__Aim__
Can you echo back every one of the records below word for word, changing nothing?

__Data to use__
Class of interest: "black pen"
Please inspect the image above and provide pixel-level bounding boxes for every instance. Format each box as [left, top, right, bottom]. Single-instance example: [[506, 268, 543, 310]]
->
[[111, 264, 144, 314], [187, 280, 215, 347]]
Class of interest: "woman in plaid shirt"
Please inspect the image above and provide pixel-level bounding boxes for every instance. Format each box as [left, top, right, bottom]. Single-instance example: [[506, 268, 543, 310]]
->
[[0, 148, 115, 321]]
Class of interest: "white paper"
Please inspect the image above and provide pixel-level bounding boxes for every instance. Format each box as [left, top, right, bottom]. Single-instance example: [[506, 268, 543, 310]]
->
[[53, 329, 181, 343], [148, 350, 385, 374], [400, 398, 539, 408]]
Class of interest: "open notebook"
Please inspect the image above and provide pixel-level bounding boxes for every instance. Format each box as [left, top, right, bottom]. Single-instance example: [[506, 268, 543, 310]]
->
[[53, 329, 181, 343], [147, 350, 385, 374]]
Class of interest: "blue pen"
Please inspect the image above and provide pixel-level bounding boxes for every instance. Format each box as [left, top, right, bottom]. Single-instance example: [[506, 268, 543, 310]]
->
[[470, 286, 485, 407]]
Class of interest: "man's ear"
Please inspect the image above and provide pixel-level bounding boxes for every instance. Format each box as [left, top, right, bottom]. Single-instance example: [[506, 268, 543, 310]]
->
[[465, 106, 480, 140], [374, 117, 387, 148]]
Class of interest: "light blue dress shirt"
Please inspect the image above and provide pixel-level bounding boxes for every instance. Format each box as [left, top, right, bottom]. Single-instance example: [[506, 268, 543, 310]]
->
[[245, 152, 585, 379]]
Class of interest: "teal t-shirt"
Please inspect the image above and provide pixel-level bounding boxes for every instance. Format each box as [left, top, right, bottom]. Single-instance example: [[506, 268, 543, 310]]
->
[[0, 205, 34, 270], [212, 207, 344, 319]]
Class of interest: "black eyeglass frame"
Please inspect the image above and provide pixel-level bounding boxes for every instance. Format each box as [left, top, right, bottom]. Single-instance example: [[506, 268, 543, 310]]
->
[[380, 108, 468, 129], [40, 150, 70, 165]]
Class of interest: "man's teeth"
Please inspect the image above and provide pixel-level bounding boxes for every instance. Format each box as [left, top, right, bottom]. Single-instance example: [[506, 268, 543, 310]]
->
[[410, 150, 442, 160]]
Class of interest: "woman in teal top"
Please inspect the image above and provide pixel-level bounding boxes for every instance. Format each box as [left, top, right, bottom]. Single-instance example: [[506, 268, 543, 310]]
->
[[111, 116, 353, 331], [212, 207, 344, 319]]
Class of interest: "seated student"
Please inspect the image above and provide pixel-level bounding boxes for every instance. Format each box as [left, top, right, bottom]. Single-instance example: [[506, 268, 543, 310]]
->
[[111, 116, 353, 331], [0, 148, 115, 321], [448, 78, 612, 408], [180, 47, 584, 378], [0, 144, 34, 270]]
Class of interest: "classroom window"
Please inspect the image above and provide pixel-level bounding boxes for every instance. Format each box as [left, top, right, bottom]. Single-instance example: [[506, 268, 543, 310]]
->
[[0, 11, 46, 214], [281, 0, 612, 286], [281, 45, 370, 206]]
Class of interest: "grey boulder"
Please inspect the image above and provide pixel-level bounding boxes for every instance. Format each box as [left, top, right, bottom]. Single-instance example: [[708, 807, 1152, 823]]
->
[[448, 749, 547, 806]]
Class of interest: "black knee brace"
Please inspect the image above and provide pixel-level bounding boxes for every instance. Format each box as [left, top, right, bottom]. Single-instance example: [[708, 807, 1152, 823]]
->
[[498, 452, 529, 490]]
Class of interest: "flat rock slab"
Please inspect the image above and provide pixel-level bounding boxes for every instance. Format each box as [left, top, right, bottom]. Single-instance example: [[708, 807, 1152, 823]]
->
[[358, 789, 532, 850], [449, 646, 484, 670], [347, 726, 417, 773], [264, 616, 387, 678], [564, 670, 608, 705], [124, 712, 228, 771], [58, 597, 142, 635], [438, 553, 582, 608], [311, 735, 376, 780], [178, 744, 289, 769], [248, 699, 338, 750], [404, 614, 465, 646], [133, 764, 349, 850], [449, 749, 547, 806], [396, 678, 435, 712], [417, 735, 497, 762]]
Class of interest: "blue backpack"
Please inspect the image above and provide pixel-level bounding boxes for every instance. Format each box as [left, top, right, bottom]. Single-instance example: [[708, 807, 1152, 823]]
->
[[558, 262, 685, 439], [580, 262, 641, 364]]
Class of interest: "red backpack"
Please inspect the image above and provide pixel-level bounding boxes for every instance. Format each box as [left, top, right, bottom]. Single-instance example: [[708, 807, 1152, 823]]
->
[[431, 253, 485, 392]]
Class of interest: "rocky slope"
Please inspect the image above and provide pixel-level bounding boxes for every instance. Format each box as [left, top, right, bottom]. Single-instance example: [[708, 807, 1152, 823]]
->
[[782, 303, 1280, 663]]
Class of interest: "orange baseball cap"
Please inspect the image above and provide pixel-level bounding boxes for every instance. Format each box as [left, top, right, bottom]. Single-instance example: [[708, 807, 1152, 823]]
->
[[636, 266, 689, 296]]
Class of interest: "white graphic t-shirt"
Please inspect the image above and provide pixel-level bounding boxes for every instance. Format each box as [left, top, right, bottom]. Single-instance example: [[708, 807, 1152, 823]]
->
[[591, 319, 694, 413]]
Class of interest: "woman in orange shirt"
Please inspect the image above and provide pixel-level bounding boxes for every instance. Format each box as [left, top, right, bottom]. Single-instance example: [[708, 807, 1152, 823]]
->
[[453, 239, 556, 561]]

__Result of this task__
Class of interest: "black pen"
Please inspect the image above and provide pixel-level bounding boxes for every instance. Format each box as [left, top, right, bottom]. Single-instance example: [[506, 268, 543, 310]]
->
[[111, 264, 144, 314], [187, 280, 215, 347]]
Class of interest: "woman in plaid shirt"
Please inspect the image above and provide pixel-level bounding boxes for every instance. Format each box as [left, top, right, bottom]. Single-instance example: [[506, 268, 543, 310]]
->
[[0, 148, 115, 321]]
Class of interest: "white paper"
Please inspect the image above and provide pixel-level bounding boxes for every instance. Format each box as [left, top, right, bottom]. Single-instance example: [[506, 268, 543, 310]]
->
[[53, 329, 181, 343], [148, 350, 385, 374], [400, 398, 539, 408]]
Class of interest: "open notebook"
Please inspect the image above and provide pixel-level bounding boxes for every instance. Format each box as [left, top, right, bottom]. Single-instance example: [[506, 268, 543, 310]]
->
[[53, 329, 181, 343], [147, 350, 385, 374]]
Class of interest: "blue pen"
Please inspect the image above and provide pixel-level bounding boxes for every instance. Format each box as [left, top, right, bottom]. Single-instance example: [[506, 268, 543, 310]]
->
[[470, 286, 485, 407]]
Class of interest: "man's ear"
Please inspect the image above and provide pixel-level bounding boxes for every instance. Format each box as [left, top, right, bottom]. Single-instance example: [[506, 268, 543, 310]]
->
[[465, 106, 480, 140], [374, 117, 387, 148]]
Class of interest: "light blue dress shirt"
Please inspect the image above and provide pixel-level bounding boxes for every instance. Format each box as [left, top, right, bottom]. Single-instance example: [[506, 268, 543, 310]]
->
[[245, 152, 585, 379]]
Class of interest: "teal t-shirt"
Please inspect the image above and provide pixel-level bounding boxes for every instance. Format each box as [left, top, right, bottom]. Single-instance example: [[506, 268, 543, 310]]
->
[[0, 205, 34, 270], [212, 207, 344, 319]]
Class of interest: "black eyeglass frame"
Please inspect the image above and provide pixel-level bounding boxes for every instance. Format each box as [left, top, right, bottom]. Single-instance example: [[506, 268, 543, 310]]
->
[[380, 108, 468, 129], [40, 150, 70, 165]]
Class of interest: "man's teeth"
Please inspect the image above and provide pixel-level bounding boxes for every instance. Format each box as [left, top, right, bottom]. Single-instance example: [[506, 268, 543, 310]]
->
[[410, 150, 442, 160]]
Class of interest: "woman in teal top"
Please inspect the image above and provide pixel-level bounding boxes for every instance. Format each box as [left, top, right, bottom]. Single-instance example: [[506, 268, 543, 310]]
->
[[111, 116, 353, 331], [212, 207, 344, 319]]
Class of interest: "seated student"
Please inspect the image above and provide pixel-level bounding boxes for every instance. Format each box as [left, top, right, bottom]. Single-instance example: [[506, 268, 543, 310]]
->
[[111, 116, 353, 331], [0, 148, 115, 321], [448, 78, 612, 408], [180, 47, 584, 378], [0, 144, 34, 270]]
Class of interest: "classroom window"
Please inspect the image above and provide pixel-level bounding boxes for every instance. Format each box as [left, top, right, bottom]. Single-instance example: [[506, 268, 543, 310]]
->
[[0, 11, 46, 214], [281, 0, 612, 286], [281, 45, 370, 206]]
Class of interest: "grey boulder"
Please inspect the image above and provide pixel-level bounding boxes for every instance. Format each box as [left, top, right, bottom]. Single-instance example: [[708, 807, 1152, 823]]
->
[[448, 749, 547, 806]]
Class of interest: "black knee brace"
Please inspect the image above and provide pixel-level bounding boxes for every instance. Format each box as [left, top, right, bottom]. Single-instance example: [[708, 807, 1152, 823]]
->
[[498, 452, 529, 490]]
Class of interest: "flat rock slab"
Please inspect the image above and provide pixel-level bounding boxes for every instance. Format each box as [left, top, right, bottom]. Single-instance example: [[708, 807, 1152, 823]]
->
[[358, 789, 532, 850], [449, 646, 484, 670], [347, 726, 417, 773], [264, 616, 387, 678], [564, 670, 608, 705], [124, 712, 228, 771], [58, 597, 142, 635], [438, 553, 582, 608], [311, 735, 376, 780], [178, 744, 289, 769], [248, 699, 338, 750], [404, 614, 465, 646], [133, 764, 349, 850], [449, 749, 547, 806], [396, 678, 435, 712], [417, 735, 497, 762]]
Class of interest: "blue backpack"
Please inspect the image above and provide pixel-level bounding boxes for every instance. Format each box as [left, top, right, bottom]. Single-instance example: [[708, 807, 1152, 823]]
->
[[558, 262, 685, 439], [580, 262, 641, 364]]
Class of interest: "red backpack"
Please inspect the image above and provide pixel-level bounding boxes for every instance. Format each box as [left, top, right, bottom]. Single-instance example: [[708, 807, 1152, 823]]
->
[[431, 253, 485, 392]]
Class of interest: "rocky slope"
Please inspect the image above and provide pixel-level bounding boxes for every instance. Format each box as [left, top, right, bottom]. Single-instance example: [[708, 807, 1152, 823]]
->
[[782, 303, 1280, 663]]
Class of interest: "orange baseball cap"
Please inspect the image above and provide pixel-level bounding boxes for every instance. Format each box as [left, top, right, bottom]. Single-instance example: [[708, 807, 1152, 823]]
->
[[636, 266, 689, 296]]
Class of interest: "white graphic t-shirt"
Please inspect the image above and provide pixel-level bounding boxes for every instance. Format each box as [left, top, right, bottom]. Single-instance example: [[708, 807, 1152, 823]]
->
[[591, 319, 694, 413]]
Class of interest: "woman in orange shirt"
Please inspect the image above and provide pixel-level bounding boxes for every instance. Format each box as [left, top, right, bottom]. Single-instance example: [[708, 807, 1152, 823]]
->
[[453, 239, 556, 561]]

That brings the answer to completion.